===== EXCERPTED RECORDS =====
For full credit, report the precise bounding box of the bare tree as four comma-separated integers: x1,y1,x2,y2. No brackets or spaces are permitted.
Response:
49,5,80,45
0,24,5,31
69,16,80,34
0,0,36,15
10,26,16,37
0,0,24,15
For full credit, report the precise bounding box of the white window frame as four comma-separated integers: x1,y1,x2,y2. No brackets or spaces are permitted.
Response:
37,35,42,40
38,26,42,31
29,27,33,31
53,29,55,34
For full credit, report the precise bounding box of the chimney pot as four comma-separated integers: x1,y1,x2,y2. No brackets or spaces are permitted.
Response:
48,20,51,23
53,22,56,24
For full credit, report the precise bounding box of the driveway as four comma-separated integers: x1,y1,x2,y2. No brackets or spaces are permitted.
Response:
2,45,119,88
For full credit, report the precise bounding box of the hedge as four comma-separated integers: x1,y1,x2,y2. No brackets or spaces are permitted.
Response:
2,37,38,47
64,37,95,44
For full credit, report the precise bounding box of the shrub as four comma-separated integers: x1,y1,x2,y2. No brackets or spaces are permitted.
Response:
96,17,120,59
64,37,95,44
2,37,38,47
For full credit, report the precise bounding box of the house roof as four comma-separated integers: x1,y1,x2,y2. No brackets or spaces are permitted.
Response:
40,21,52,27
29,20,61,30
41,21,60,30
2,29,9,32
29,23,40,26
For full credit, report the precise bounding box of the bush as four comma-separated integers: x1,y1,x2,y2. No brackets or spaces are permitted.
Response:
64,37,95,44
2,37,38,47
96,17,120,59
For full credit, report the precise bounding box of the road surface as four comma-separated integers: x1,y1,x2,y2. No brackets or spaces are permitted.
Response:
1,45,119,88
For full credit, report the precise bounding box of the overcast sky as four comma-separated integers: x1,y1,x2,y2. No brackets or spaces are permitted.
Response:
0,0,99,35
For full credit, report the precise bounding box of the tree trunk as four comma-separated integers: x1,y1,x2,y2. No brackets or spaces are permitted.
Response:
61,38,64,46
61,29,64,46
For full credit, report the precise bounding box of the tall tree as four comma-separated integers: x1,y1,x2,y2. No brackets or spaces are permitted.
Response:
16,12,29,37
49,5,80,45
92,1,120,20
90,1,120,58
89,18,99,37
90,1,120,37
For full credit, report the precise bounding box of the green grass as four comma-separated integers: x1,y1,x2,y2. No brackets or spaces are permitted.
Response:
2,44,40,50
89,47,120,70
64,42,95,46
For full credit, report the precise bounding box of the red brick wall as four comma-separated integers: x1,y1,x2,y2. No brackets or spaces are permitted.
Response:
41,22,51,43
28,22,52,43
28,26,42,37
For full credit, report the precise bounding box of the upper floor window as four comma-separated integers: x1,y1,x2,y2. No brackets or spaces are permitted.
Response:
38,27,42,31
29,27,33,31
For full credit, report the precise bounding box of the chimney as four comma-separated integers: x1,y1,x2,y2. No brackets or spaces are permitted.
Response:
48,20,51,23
=====
The answer must restate all of the entries exactly.

RESPONSE TO THIS TASK>
For full credit, report the precise bounding box of the bare tree as four comma-separated integers: x1,y1,x2,y2. No brackets or spaces are permitted.
Response:
49,5,80,45
0,24,5,31
69,16,80,34
0,0,36,15
10,26,16,37
0,0,24,15
For full credit, report the precise bounding box of the white window frame as four comma-separated integers: x1,y1,x2,y2. No brackets or spaces are permitted.
Response:
37,35,42,40
38,26,42,31
29,27,33,31
53,29,55,34
For full credit, report the precise bounding box of the chimney pot as four comma-separated integers: x1,y1,x2,y2. No brackets or spaces are permitted.
Response:
48,20,51,23
53,22,56,24
For full credit, report the precise bounding box of the driveway as four comma-separated integers: x1,y1,x2,y2. No brackets or spaces are permitted.
Response:
2,45,119,88
For full credit, report the precise bounding box of the hedge as four comma-separated integers: x1,y1,x2,y2. No brackets or spaces are permitted.
Response:
2,37,38,47
64,37,95,44
For full credit, report the precise bounding box of the shrub as four comma-separated integers: x1,y1,x2,y2. No brackets or spaces are permitted.
Response:
96,17,120,59
64,37,95,44
2,37,38,47
For full credit, report the precise bounding box of the house roof as four comma-separated integers: x1,y1,x2,y2. No brackets or spaces are permitted.
Response:
40,21,52,27
29,20,61,30
41,21,60,30
2,29,9,32
29,23,40,26
For full credit, report the precise bounding box of the bush as four comma-separated integers: x1,y1,x2,y2. No brackets or spaces are permitted.
Response:
64,37,95,44
2,37,38,47
96,17,120,59
For full credit, report the precise bounding box of the road surface as four comma-separated integers: x1,y1,x2,y2. No brackets or spaces are permitted.
Response:
1,45,119,88
For full credit, report the precise bounding box of the overcast sky as four comma-separated integers: x1,y1,x2,y2. No brackets or spaces are permitted.
Response:
0,0,99,35
For full credit, report the precise bounding box of the tree trunk as four comma-separated integers: x1,y1,x2,y2. No brackets or spaces are permitted.
Response:
61,38,64,46
61,29,64,46
For full credit, report the precise bounding box of the tall tree as four comma-separated integers: x1,y1,x2,y2. No brackets or spaces are permitted.
Response:
16,12,29,37
49,5,80,45
92,1,120,20
90,1,120,58
89,18,99,37
90,1,120,37
For full credit, report the precise bounding box of the green grass as four comma-separated integers: x1,y1,x2,y2. No brackets or spaces are permitted.
Response:
2,44,40,50
89,47,120,70
64,42,95,46
For full credit, report the precise bounding box of the red brick wall as four comma-separated integers: x1,y1,x2,y2. No brackets or spaces are permitted.
Response:
41,22,51,43
28,22,52,43
28,26,42,37
For full credit, report the precise bounding box of the upper floor window as four comma-separated integers: x1,y1,x2,y2. No brackets or spaces are permitted.
Response:
38,27,42,31
29,27,33,31
For full credit, report the precise bounding box of the chimney as four comma-separated integers: x1,y1,x2,y2. No brackets or spaces are permitted.
Response:
48,20,51,23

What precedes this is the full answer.